## What is required
Copy the records below verbatim, line for line, but omit the pictures.
== Material provided ==
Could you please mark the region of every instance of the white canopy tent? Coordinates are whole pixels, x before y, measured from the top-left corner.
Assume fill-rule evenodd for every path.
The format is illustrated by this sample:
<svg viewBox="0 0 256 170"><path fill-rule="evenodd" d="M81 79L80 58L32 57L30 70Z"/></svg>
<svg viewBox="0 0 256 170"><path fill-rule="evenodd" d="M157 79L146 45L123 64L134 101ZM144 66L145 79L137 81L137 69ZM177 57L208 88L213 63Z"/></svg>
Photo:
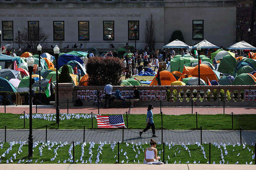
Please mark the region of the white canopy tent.
<svg viewBox="0 0 256 170"><path fill-rule="evenodd" d="M198 45L200 45L201 47L201 48L219 48L219 47L211 43L206 40L204 40L201 42L196 44L193 46L193 48L196 48L196 46Z"/></svg>
<svg viewBox="0 0 256 170"><path fill-rule="evenodd" d="M176 40L165 45L163 48L189 48L189 46L179 40Z"/></svg>
<svg viewBox="0 0 256 170"><path fill-rule="evenodd" d="M244 41L240 41L240 42L236 43L236 44L232 45L228 48L228 49L251 49L256 50L256 47L253 47L251 44L246 42Z"/></svg>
===
## Solution to this exercise
Could you please mark the region of every instance of the white canopy tent? Coordinates are whole pixels, x before y, measured from the top-left corner.
Assume fill-rule evenodd for every path.
The format is illustrated by this sample:
<svg viewBox="0 0 256 170"><path fill-rule="evenodd" d="M81 79L80 58L32 57L30 70Z"/></svg>
<svg viewBox="0 0 256 170"><path fill-rule="evenodd" d="M157 79L146 45L123 64L134 101ZM144 66L145 79L137 81L137 69ZM177 57L208 88L213 63Z"/></svg>
Photo:
Please mark the region of the white canopy tent.
<svg viewBox="0 0 256 170"><path fill-rule="evenodd" d="M198 45L200 45L201 47L201 48L219 48L219 47L211 43L206 40L204 40L201 42L196 44L193 46L193 48L196 48L196 46Z"/></svg>
<svg viewBox="0 0 256 170"><path fill-rule="evenodd" d="M176 40L165 45L163 48L189 48L189 46L179 40Z"/></svg>
<svg viewBox="0 0 256 170"><path fill-rule="evenodd" d="M244 41L240 41L240 42L236 43L236 44L232 45L228 48L228 49L251 49L256 50L256 47L253 47L251 44L246 42Z"/></svg>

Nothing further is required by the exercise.